Go through the listing and repeat each entry exactly, but include no pictures.
********************
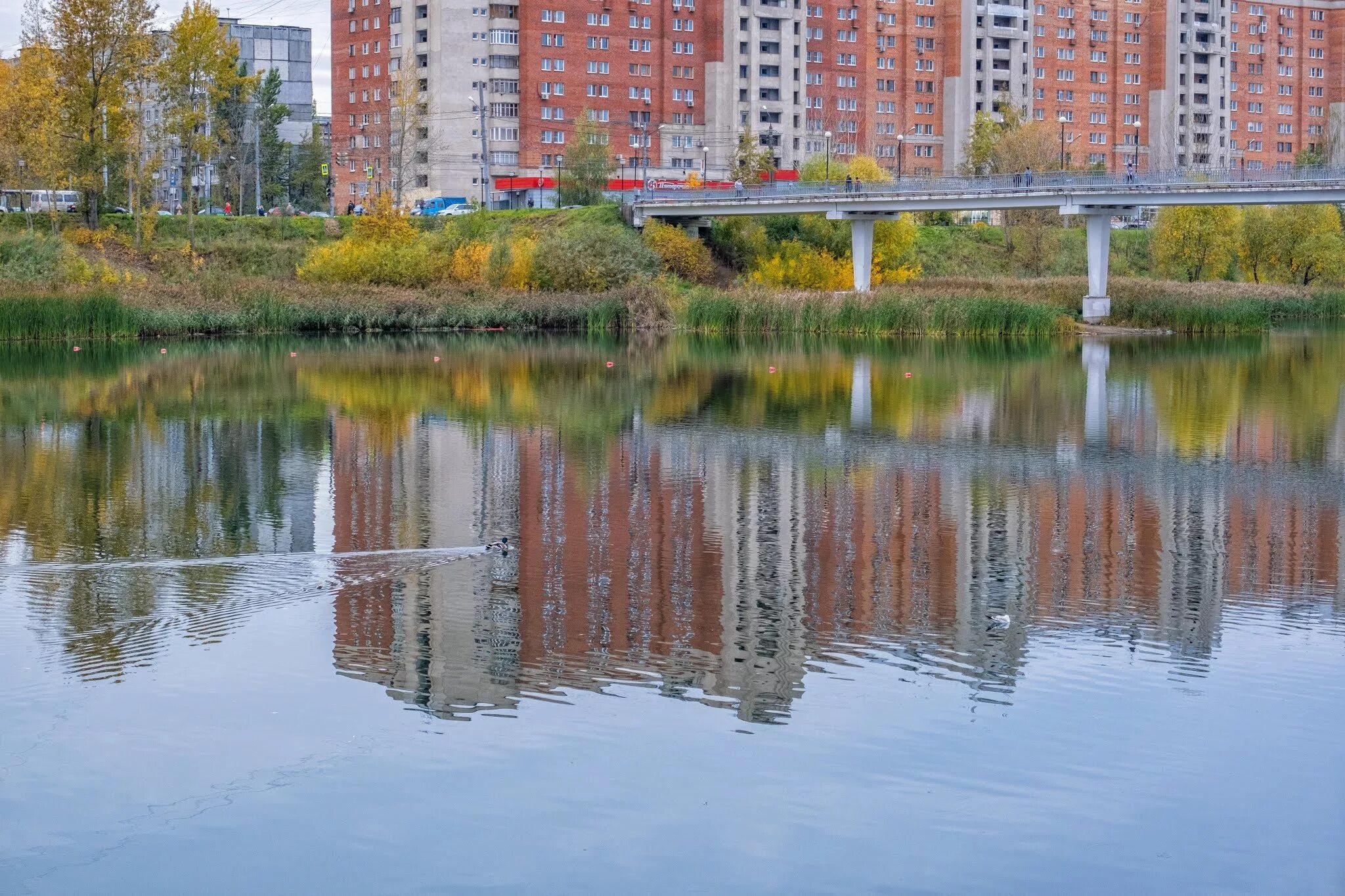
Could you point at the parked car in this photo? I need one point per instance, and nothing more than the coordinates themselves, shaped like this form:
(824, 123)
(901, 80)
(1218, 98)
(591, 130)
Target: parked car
(436, 205)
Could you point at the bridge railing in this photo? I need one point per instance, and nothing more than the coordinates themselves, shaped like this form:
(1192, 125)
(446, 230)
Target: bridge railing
(1028, 183)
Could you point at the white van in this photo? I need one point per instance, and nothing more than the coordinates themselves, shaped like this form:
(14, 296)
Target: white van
(65, 199)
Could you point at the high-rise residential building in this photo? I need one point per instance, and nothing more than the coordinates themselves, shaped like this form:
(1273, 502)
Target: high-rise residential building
(288, 50)
(676, 82)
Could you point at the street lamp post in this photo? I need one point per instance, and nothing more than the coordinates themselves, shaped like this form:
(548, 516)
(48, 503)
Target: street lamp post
(770, 140)
(1137, 146)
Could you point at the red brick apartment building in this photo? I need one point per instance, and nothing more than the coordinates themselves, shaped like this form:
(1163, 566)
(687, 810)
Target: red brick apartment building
(499, 86)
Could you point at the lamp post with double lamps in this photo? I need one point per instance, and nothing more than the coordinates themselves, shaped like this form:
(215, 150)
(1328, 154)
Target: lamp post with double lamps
(1137, 147)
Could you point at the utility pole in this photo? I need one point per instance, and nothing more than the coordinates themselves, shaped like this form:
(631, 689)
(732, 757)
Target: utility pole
(257, 151)
(486, 161)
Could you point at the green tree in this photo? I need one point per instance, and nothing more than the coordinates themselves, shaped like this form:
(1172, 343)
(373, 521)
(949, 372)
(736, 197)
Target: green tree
(1258, 242)
(100, 47)
(232, 114)
(982, 140)
(1308, 242)
(268, 113)
(588, 165)
(816, 169)
(309, 184)
(200, 69)
(30, 146)
(1196, 242)
(751, 160)
(407, 120)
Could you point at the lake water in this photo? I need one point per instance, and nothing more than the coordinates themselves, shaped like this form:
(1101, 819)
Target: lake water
(747, 643)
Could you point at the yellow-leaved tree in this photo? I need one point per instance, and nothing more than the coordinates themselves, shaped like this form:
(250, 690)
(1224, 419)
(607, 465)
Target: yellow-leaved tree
(30, 148)
(1258, 244)
(1308, 244)
(1196, 242)
(868, 171)
(195, 74)
(803, 267)
(894, 251)
(99, 49)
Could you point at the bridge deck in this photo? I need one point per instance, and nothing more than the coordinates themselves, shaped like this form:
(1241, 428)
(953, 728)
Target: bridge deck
(1046, 190)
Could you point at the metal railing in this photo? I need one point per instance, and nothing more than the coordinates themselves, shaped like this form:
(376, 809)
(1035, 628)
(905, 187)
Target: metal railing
(1019, 184)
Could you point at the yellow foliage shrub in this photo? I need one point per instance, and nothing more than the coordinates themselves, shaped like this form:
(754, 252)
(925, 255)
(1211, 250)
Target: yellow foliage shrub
(519, 273)
(385, 224)
(680, 253)
(801, 267)
(468, 263)
(893, 251)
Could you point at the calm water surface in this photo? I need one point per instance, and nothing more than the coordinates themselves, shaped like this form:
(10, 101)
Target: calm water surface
(249, 641)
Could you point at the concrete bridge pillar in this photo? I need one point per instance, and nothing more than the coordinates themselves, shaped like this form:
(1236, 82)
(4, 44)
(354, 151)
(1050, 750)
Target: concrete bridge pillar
(861, 251)
(1097, 303)
(861, 394)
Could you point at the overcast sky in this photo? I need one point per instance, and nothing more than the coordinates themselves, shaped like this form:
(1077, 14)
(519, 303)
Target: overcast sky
(305, 14)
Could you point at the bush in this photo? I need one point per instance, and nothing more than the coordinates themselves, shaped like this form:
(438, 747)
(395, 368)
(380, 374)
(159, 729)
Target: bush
(681, 253)
(802, 267)
(590, 258)
(739, 242)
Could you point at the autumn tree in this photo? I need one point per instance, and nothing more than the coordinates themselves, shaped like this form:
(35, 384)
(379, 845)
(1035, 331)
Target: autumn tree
(1308, 244)
(268, 113)
(868, 171)
(1258, 242)
(198, 69)
(816, 168)
(99, 49)
(751, 160)
(232, 113)
(307, 183)
(1196, 242)
(405, 121)
(588, 164)
(144, 158)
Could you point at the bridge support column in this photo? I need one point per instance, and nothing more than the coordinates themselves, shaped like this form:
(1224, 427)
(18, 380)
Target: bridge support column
(1097, 303)
(861, 251)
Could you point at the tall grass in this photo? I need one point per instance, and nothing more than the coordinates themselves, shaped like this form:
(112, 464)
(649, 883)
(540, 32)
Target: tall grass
(223, 305)
(888, 313)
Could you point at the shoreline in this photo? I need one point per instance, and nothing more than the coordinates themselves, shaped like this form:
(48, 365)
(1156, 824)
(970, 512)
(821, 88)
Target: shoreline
(926, 308)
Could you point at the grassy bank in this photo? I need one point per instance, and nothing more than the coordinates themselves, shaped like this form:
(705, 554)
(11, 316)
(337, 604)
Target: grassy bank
(577, 270)
(954, 307)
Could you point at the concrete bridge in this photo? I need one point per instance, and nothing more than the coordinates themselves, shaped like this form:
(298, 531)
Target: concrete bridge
(1098, 196)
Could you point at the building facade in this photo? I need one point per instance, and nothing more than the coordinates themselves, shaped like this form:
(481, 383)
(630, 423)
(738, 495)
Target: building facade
(286, 49)
(1158, 83)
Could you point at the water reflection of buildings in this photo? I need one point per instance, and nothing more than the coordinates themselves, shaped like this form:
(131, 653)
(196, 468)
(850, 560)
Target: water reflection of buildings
(718, 567)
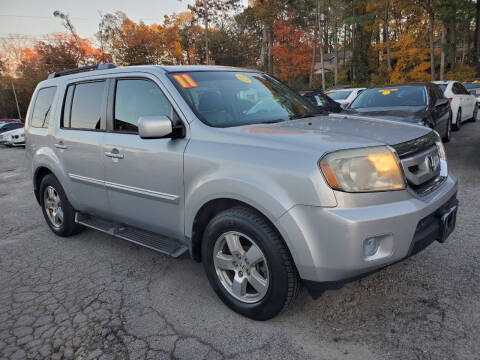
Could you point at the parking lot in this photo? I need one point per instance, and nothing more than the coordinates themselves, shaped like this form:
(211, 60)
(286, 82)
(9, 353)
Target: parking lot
(95, 296)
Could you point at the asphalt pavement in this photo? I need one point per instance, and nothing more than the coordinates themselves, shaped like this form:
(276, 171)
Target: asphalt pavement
(93, 296)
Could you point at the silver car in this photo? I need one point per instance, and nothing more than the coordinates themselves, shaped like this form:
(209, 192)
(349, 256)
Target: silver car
(234, 168)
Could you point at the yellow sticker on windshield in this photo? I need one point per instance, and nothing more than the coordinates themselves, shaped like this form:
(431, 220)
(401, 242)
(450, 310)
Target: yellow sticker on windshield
(243, 78)
(386, 91)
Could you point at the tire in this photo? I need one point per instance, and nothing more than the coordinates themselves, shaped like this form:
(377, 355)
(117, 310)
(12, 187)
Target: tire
(458, 123)
(61, 223)
(448, 133)
(277, 270)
********************
_Solved exercise_.
Could you point at the parked car in this photo? I need one point per instance, and nothing more than the coordinates themselves, shaped like this form:
(824, 123)
(901, 80)
(1218, 98)
(591, 130)
Target: parked car
(436, 205)
Could you point at the bridge railing in this photo? I need one point per instance, and nothing more than the coordinates themselves, shaped like this form:
(1192, 125)
(446, 230)
Target: bridge railing
(1028, 183)
Could you point at the white van in this photo? I need one point per instance, and nothing more than the coordinates themselves, shaped like this form:
(14, 296)
Target: white van
(65, 199)
Could you point at the high-rise residential building in this photo? I need one point per instance, and nothing more than the coordinates themselves, shaped like this form:
(1273, 502)
Target: high-rise residential building
(288, 50)
(676, 82)
Could you point at the street lamp post in this photo? I need one point per instance, and nothing more than the coordinates themselves, shaped like this form:
(548, 516)
(48, 503)
Target: street lamp post
(770, 140)
(1137, 146)
Could you point at the red brick apartment building in this photo? I need one point per instance, and nothing more than the coordinates themselves, shaped like this form:
(1163, 566)
(687, 810)
Target: red brick apartment building
(499, 86)
Could you point at the lamp post with double lamps in this photo? I need one point per instance, and nothing more than the coordinates themselves, shaped like this form:
(215, 150)
(1328, 154)
Target: lamp post with double lamps
(1137, 147)
Could you point at the utility pole in this photo? I need one point per instance, and nothing more than the coordinates themselves, shaped like this form:
(631, 689)
(732, 757)
Target: utility pole
(257, 151)
(486, 161)
Could you point at the green tree in this photo? I need one point per instance, and nothing more than the coordinates themselves, shaped like this form:
(1172, 343)
(373, 521)
(949, 372)
(736, 197)
Target: green tree
(1258, 242)
(100, 47)
(232, 114)
(982, 140)
(1308, 242)
(268, 113)
(588, 165)
(816, 169)
(309, 184)
(200, 69)
(30, 146)
(1196, 242)
(751, 160)
(407, 120)
Could you point at the lake water in this photo? I need one point per instance, and nothing more than the coordinates themselves, shaped like this form:
(1101, 819)
Target: lake water
(747, 643)
Could you point at the yellow-leaved tree in this photo? I need one point per instance, and nothing more than the coordinates themselves, shaped like this form:
(250, 690)
(1224, 419)
(607, 465)
Target: yellow-leaved tree
(30, 148)
(1258, 244)
(1308, 244)
(1196, 242)
(868, 171)
(195, 74)
(803, 267)
(894, 251)
(99, 49)
Could you point at the bridge deck in this photo? I need one point per instance, and nothing more than the coordinates themselves, shaped like this form:
(1241, 428)
(953, 728)
Target: bridge deck
(1046, 190)
Could you point at the metal railing in this photo? I need one point per instance, and nothing more than the coordinates themselves, shaped like this form:
(376, 809)
(1035, 628)
(905, 187)
Target: metal railing
(1019, 184)
Could you point at the yellow foliage shrub in this photo? I need one point per instance, and nothing more than the coordinates themselves, shaped like this form:
(754, 252)
(925, 255)
(1211, 250)
Target: yellow foliage shrub
(519, 273)
(385, 224)
(680, 253)
(801, 267)
(468, 263)
(893, 251)
Could you point at the calm water surface in this photo? I need one point per instance, and nothing more than the coordinates themselves, shaped like this form:
(10, 101)
Target: calm water surface
(249, 641)
Could you point at the concrete bridge pillar in this photo? I need one point per instance, and nothing more than the coordinates themselves, shaped like this form:
(1236, 82)
(4, 44)
(354, 151)
(1050, 750)
Target: concrete bridge pillar
(861, 251)
(1097, 303)
(861, 394)
Could you point at the overcast sky in this photo? I need one point per instance, and nothing more than the coordinates themselves, shaped like this form:
(1077, 14)
(519, 303)
Target: overcast sky
(305, 14)
Could you point at the bush in this photo? I need one point per instance, and nothing more than the coordinates themselves, shaped like this form:
(438, 747)
(395, 368)
(380, 374)
(159, 729)
Target: bush
(681, 253)
(802, 267)
(590, 258)
(739, 242)
Could you point at the autumn tree in this photo? I need one point per instance, and nothing more than the coordinates themselves, shaped like this form:
(35, 384)
(379, 845)
(1035, 331)
Target: autumn tree
(1308, 244)
(268, 113)
(868, 171)
(1258, 242)
(198, 69)
(816, 168)
(99, 49)
(751, 160)
(232, 113)
(307, 183)
(1196, 242)
(405, 121)
(588, 164)
(144, 158)
Could you point at the bridge support column in this photo? I need one point per instance, and nothing more than the coordinates themselves, shaped like this form:
(1224, 427)
(18, 380)
Target: bridge support column
(1097, 303)
(861, 251)
Could you point at the tall grass in this photo? I need one point per instance, and nothing more than the coordinates themselves, shaped like this form:
(112, 464)
(649, 883)
(540, 32)
Target: tall grass
(223, 305)
(888, 313)
Could you point at the shoreline in this photo? I need one point per instance, and nothing more than the coordinates themselves, shaped like this form:
(48, 365)
(1156, 824)
(970, 512)
(821, 88)
Target: shoreline
(926, 308)
Could you point at the grassy bank in this photo? I need one point per instance, and nothing more than the coordinates themselves, shaped like this form:
(705, 554)
(11, 316)
(337, 604)
Target: grassy bank
(577, 270)
(954, 307)
Could you point at the concrete bridge in this photo? I need one point per instance, and nothing more than the coordinates themselves, shaped like this form:
(298, 531)
Target: concrete bridge
(1098, 196)
Could you point at the building facade in this photo? I need one point per instance, and nothing more than the coordinates themselves, shaped like this form:
(481, 383)
(630, 423)
(738, 495)
Target: building facade
(286, 49)
(1158, 83)
Could you point at the water reflection of buildings in this photo? I need one point per instance, and nothing more than the coordinates themselves, shaped like this form:
(131, 653)
(196, 468)
(850, 560)
Target: water reflection of buildings
(718, 567)
Could you point at the parking lot in this photo? I need one point per instance, and nothing more than the coordinates themselves, shaped like this form:
(211, 60)
(286, 82)
(9, 353)
Target: parking lot
(95, 296)
Could you point at the asphalt pavement in this photo? I need one point per instance, and nothing more than the coordinates themselves, shaped like this form:
(276, 171)
Target: asphalt pavement
(93, 296)
Could you point at the silver car in this photo? I need one point per instance, and nothing more than the coordinates themselves, shaped like this form:
(209, 192)
(349, 256)
Target: silver car
(234, 168)
Could you point at the yellow sticker on windshield in this photo? I need one point per instance, and nothing more than the coordinates themselves, shaped like this form:
(431, 220)
(401, 242)
(450, 310)
Target: yellow sticker on windshield
(243, 78)
(386, 91)
Could you point at the tire in this photo? I need one point per instance, and nothing more than the coordinates themselves, shaped like this form:
(377, 355)
(117, 310)
(12, 187)
Target: tire
(458, 123)
(61, 223)
(448, 133)
(277, 270)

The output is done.